*Do this*
Report each line in the entries below that contains the string "bare", copying every such line in full. Matches must agree in case.

======== Raw data ========

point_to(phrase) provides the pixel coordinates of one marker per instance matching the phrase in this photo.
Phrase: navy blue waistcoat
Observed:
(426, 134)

========
======== Raw data ========

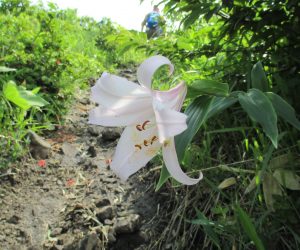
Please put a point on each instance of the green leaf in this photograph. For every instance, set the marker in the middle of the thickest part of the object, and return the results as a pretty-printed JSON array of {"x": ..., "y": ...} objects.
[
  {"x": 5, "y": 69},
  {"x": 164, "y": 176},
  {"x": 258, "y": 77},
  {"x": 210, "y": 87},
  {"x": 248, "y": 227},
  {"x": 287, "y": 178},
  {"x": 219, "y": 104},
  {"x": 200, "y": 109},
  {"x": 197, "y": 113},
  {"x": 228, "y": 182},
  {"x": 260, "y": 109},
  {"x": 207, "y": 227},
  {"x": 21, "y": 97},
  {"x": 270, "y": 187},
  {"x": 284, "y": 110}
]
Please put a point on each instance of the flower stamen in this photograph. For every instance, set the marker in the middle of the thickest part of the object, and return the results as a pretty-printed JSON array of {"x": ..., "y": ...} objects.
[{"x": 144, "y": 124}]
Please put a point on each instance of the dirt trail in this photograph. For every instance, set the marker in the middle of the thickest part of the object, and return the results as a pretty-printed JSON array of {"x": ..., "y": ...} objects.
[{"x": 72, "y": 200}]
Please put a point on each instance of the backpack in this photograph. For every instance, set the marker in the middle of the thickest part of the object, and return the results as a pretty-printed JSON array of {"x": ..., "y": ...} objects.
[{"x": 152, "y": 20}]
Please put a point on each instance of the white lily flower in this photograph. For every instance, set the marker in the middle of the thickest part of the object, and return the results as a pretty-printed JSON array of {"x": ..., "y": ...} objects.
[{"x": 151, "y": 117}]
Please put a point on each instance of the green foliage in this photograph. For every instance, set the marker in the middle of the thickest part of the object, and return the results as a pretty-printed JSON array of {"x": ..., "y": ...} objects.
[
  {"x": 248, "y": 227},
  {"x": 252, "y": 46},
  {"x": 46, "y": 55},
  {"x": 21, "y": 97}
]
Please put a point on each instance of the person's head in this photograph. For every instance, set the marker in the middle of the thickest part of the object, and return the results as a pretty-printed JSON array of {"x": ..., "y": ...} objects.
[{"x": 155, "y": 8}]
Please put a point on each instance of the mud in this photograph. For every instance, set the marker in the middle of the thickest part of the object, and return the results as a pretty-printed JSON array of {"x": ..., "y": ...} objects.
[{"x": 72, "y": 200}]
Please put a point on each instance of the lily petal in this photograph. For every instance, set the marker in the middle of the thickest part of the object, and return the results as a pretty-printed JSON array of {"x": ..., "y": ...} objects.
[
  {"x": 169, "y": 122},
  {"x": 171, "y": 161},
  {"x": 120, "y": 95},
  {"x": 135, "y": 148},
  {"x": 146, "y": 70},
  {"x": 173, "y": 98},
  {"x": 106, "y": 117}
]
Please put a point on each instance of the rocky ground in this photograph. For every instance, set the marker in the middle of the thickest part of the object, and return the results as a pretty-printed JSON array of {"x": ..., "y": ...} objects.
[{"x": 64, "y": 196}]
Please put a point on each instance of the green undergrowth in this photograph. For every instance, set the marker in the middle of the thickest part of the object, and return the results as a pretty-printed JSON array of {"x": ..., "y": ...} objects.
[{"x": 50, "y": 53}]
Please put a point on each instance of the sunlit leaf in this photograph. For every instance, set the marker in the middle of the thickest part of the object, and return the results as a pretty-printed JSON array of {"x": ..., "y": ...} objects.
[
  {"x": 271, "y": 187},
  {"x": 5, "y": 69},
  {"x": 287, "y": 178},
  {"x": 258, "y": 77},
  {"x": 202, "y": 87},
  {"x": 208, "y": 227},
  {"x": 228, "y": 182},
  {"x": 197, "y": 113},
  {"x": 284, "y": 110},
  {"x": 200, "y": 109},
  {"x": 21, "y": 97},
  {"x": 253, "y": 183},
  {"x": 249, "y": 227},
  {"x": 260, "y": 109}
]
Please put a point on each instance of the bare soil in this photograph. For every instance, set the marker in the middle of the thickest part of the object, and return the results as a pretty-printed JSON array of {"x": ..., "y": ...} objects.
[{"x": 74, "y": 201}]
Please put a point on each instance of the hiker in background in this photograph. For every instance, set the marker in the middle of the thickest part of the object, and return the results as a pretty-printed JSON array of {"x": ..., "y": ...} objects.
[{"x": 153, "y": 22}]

========

*Exercise response*
Please put a point on each instance of the bare soil in this photograph. For every instance, set the marker in the middle of the thickest part of the object, and return the results as a pretty-printed JSON array of {"x": ..., "y": ...} objects.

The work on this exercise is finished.